_Problem statement:_ Wherever the word "below" appears in a line of the records, copy that line.

Region pointing data
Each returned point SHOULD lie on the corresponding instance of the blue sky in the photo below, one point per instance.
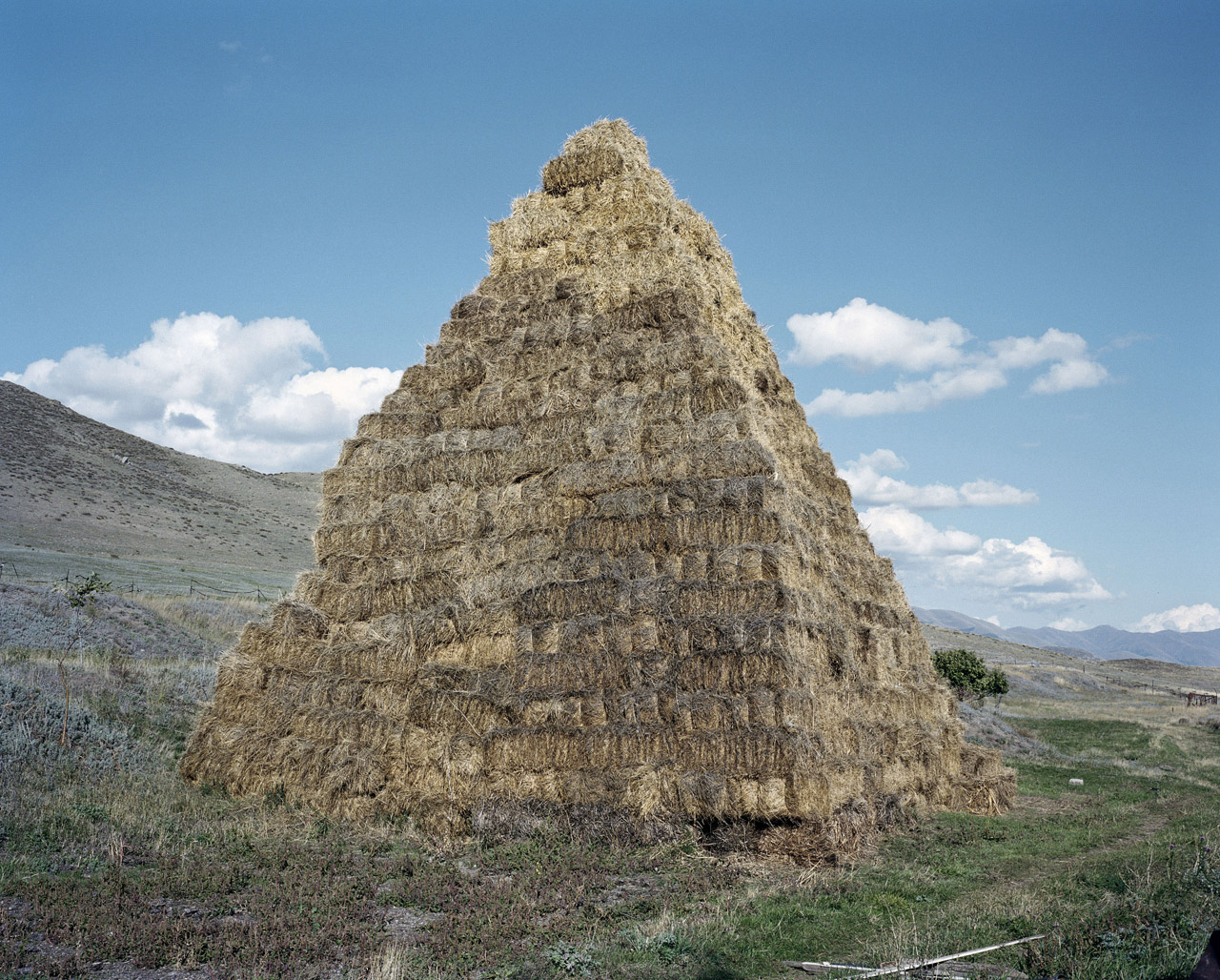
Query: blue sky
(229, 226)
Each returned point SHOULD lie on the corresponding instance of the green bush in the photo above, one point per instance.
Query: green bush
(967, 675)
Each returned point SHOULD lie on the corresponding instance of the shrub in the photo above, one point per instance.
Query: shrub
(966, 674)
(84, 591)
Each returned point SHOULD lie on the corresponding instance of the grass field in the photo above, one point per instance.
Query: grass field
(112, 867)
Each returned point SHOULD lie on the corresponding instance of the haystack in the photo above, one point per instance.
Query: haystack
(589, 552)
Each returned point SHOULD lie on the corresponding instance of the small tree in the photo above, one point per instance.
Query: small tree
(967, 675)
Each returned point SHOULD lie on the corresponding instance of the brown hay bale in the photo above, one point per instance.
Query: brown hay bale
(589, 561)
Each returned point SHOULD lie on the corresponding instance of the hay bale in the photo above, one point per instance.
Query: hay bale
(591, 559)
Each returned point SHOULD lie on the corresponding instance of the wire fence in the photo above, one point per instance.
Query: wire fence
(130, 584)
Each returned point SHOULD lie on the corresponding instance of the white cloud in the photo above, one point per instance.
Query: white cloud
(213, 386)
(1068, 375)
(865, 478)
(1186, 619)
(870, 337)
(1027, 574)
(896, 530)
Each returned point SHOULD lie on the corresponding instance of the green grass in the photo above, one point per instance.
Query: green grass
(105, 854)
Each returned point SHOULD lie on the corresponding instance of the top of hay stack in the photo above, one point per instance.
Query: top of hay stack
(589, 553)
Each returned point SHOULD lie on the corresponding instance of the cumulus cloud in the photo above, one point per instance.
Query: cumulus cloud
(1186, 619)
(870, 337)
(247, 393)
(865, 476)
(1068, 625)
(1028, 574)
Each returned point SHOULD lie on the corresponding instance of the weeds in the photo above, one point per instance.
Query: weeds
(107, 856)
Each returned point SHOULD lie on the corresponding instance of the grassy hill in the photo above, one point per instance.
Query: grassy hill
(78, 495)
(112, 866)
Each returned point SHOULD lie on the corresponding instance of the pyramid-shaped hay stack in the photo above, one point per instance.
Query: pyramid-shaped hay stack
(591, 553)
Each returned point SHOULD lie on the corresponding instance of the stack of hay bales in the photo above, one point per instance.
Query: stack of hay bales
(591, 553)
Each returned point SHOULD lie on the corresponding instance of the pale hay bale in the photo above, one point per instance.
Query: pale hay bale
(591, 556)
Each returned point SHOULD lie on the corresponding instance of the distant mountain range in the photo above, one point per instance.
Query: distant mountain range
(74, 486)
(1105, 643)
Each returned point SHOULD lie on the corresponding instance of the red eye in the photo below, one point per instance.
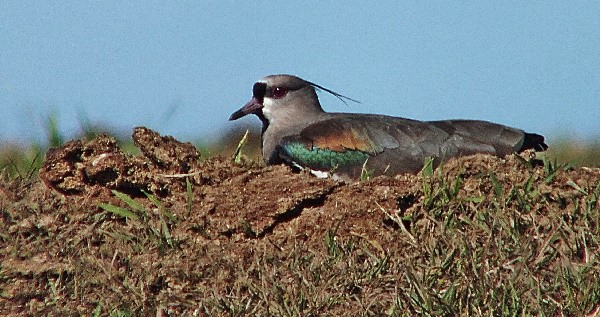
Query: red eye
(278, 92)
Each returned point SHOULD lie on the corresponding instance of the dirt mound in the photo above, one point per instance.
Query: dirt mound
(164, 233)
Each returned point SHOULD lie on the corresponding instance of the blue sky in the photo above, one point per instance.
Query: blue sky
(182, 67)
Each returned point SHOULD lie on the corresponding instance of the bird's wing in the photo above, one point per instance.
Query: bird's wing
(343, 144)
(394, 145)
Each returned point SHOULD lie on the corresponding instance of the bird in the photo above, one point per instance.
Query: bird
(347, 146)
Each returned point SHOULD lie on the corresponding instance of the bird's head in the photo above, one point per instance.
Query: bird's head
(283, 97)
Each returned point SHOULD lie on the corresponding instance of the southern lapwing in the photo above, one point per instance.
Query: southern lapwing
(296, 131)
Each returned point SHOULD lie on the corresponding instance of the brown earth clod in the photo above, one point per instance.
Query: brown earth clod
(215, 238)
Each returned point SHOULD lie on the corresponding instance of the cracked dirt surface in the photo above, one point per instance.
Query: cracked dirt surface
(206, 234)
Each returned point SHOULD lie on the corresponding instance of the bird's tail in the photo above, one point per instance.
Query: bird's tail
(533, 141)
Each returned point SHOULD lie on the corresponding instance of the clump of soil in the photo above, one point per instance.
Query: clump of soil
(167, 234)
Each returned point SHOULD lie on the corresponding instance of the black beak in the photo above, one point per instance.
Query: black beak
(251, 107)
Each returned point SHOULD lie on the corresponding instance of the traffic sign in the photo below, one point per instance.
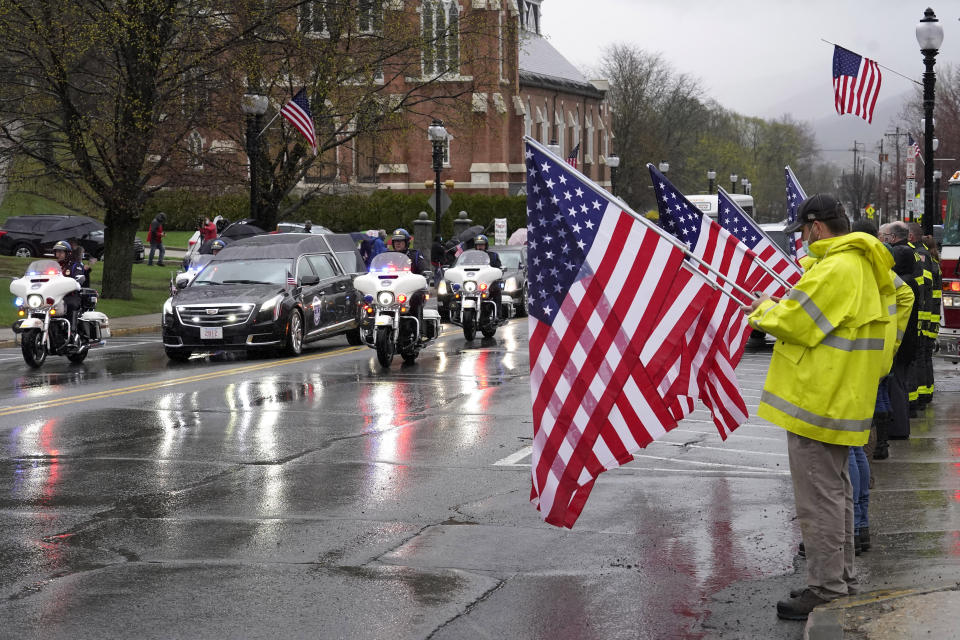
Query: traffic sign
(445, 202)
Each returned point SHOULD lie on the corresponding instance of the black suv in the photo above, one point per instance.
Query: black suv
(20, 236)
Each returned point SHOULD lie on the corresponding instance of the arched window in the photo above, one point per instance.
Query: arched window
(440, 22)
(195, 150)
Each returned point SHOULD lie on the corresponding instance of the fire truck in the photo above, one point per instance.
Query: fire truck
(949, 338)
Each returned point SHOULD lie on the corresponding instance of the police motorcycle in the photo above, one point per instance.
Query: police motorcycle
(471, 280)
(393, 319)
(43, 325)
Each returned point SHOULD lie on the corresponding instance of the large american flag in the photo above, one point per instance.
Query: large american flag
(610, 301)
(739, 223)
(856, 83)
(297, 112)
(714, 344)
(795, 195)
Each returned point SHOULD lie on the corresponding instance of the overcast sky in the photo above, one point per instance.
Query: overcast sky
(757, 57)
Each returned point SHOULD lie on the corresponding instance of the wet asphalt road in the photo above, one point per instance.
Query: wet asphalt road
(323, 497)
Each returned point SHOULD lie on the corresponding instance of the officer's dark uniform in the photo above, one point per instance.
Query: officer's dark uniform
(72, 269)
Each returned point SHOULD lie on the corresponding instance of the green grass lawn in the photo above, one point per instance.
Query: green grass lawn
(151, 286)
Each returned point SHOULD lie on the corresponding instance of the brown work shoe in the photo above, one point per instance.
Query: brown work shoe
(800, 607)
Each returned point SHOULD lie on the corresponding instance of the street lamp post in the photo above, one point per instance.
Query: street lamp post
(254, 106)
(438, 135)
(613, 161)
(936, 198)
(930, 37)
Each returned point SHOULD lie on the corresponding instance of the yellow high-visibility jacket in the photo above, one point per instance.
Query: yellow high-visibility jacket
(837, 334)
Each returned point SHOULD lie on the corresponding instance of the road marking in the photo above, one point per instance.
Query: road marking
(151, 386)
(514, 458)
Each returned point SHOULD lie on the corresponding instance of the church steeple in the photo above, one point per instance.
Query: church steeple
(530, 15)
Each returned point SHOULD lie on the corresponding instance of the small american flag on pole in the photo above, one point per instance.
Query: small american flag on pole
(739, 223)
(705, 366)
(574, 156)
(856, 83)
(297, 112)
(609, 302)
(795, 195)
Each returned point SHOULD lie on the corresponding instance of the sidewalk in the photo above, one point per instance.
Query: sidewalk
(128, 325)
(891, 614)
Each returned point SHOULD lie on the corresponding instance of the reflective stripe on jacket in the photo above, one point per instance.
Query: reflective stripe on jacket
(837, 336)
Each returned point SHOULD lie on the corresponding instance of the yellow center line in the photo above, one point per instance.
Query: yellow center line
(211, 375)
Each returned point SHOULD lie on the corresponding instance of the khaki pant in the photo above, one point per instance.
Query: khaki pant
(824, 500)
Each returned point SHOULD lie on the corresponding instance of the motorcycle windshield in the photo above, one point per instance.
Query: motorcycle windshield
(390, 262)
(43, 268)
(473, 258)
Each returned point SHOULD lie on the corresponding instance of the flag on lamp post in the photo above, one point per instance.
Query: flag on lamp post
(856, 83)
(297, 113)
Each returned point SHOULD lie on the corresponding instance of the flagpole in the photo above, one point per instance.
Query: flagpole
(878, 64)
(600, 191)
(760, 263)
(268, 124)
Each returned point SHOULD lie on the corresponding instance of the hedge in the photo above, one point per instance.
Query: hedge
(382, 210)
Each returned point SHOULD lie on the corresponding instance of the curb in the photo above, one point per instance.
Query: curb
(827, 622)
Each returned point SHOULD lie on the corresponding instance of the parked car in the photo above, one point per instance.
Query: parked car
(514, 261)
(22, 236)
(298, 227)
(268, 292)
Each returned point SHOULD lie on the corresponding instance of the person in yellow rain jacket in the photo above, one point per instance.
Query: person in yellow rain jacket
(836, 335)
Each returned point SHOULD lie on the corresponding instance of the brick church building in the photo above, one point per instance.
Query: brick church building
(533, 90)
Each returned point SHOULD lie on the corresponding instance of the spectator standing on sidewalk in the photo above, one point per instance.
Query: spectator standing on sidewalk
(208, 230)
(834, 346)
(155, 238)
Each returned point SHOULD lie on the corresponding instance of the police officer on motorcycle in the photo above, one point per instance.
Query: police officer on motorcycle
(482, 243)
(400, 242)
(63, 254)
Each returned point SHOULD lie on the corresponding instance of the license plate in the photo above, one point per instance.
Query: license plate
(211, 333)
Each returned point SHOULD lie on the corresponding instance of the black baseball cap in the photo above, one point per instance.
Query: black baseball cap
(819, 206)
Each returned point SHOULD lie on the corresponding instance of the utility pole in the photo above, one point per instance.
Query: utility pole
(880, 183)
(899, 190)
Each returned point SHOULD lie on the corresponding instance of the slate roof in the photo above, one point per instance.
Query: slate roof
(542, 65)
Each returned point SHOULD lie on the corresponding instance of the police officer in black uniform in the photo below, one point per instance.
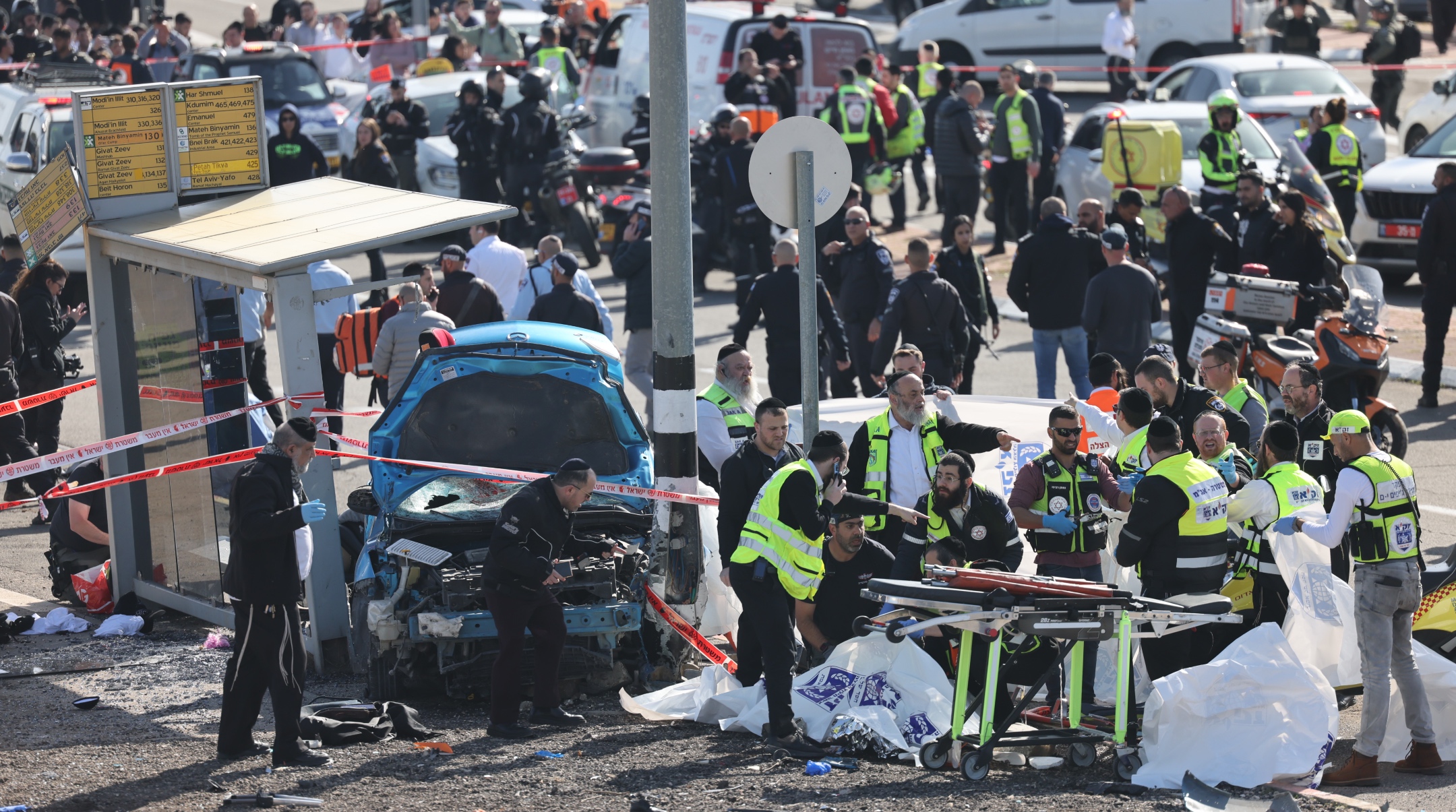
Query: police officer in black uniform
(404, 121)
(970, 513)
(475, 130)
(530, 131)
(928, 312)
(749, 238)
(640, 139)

_Task response:_
Each returned point SHOULD lie on the corresponding instance of the blue sky in the photo below, one point per instance.
Each returned point SHOULD lie on the corresponding instance of the red eye in the photo below, one point per instance.
Each returned point SHOULD lie on the corresponding instance of the traffic sign in the photo below, one point per instance.
Each returned point SHOULD lie on the corresponding instance of the police officer in black uniform in the photo below, one point per instance.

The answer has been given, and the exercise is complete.